ISTRUZIONI DEL COMPITO: Restituisci parola per parola il tratto del testo sui visoni che va da "Al momento sembra" fino a "allevamenti di visoni.".

#### TESTO SELEZIONATO

Al momento sembra che il virus tenda a esaurire la sua azione all’interno dell’allevamento

I Paesi Bassi sono l’unico paese ad aver riferito casi di contagio tra i visoni. In Danimarca, primo produttore mondiale, “non abbiamo riscontrato focolai e sintomi di questo tipo”, dice Anne Sofie Hammer, docente di scienze veterinarie dell’università di Copenaghen. Lo stesso vale per la Cina, secondo produttore mondiale, come riferisce il virologo Chen Hualan dell’Accademia cinese di scienze agricole. Chen sottolinea che nella provincia dell’Hubei, la più colpita dal covid-19, non esistono allevamenti di visoni.

I focolai nei Paesi Bassi danno la possibilità agli scienziati di studiare le mutazioni del virus all’interno di una popolazione numerosa e a stretto contatto. Nel caso di altri virus animali queste condizioni innescano un’evoluzione verso forme più aggressive, perché la grande facilità di trasmissione elimina le conseguenze negative di una morte troppo rapida dell’animale ospite (l’influenza aviaria, per esempio, si diffonde solitamente in forma lieve tra gli uccelli, ma può diventare estremamente patogenica quando raggiunge un pollaio). Al momento il Sars-cov-2, pur mutando mentre si diffonde tra i visoni, non mostra alcun aumento di virulenza.

########
#### ESTRATTI DEI DATI

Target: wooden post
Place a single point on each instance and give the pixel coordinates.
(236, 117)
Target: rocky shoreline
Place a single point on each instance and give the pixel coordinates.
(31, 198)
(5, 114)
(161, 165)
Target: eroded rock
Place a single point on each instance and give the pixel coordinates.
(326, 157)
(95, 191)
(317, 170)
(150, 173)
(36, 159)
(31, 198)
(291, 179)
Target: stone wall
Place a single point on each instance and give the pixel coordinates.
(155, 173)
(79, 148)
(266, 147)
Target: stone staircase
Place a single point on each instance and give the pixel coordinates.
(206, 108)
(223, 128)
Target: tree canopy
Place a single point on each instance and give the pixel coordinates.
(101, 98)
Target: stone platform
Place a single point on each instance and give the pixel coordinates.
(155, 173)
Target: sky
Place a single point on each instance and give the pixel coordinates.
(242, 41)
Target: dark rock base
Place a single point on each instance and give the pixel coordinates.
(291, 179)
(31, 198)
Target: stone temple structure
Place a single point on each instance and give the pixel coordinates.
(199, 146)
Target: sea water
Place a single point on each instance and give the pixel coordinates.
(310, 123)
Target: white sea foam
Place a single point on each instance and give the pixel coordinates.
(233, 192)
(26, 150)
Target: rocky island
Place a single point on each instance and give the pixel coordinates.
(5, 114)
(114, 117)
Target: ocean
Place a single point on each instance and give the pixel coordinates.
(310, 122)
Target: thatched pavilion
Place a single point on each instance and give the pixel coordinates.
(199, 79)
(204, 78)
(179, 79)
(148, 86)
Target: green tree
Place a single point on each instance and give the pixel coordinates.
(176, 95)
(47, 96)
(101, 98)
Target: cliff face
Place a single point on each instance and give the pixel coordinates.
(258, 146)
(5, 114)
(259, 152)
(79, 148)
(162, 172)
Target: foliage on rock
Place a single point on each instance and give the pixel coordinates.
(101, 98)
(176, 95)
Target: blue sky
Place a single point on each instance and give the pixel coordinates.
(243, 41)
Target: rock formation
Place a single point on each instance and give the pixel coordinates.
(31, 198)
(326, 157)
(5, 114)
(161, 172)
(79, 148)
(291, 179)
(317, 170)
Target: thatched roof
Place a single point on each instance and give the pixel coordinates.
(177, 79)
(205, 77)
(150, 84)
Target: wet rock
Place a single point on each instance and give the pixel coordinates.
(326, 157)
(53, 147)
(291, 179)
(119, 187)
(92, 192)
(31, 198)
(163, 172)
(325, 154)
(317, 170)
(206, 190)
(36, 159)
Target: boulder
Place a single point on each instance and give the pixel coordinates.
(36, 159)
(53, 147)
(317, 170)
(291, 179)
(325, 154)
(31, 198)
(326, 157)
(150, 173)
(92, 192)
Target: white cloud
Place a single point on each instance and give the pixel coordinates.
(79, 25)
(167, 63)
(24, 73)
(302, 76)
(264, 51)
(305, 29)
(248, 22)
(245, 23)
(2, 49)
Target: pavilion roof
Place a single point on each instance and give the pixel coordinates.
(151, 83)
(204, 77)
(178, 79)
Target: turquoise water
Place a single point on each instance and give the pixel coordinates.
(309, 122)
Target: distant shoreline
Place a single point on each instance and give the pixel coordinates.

########

SPAZIO RISPOSTA:
Al momento sembra che il virus tenda a esaurire la sua azione all’interno dell’allevamento

I Paesi Bassi sono l’unico paese ad aver riferito casi di contagio tra i visoni. In Danimarca, primo produttore mondiale, “non abbiamo riscontrato focolai e sintomi di questo tipo”, dice Anne Sofie Hammer, docente di scienze veterinarie dell’università di Copenaghen. Lo stesso vale per la Cina, secondo produttore mondiale, come riferisce il virologo Chen Hualan dell’Accademia cinese di scienze agricole. Chen sottolinea che nella provincia dell’Hubei, la più colpita dal covid-19, non esistono allevamenti di visoni.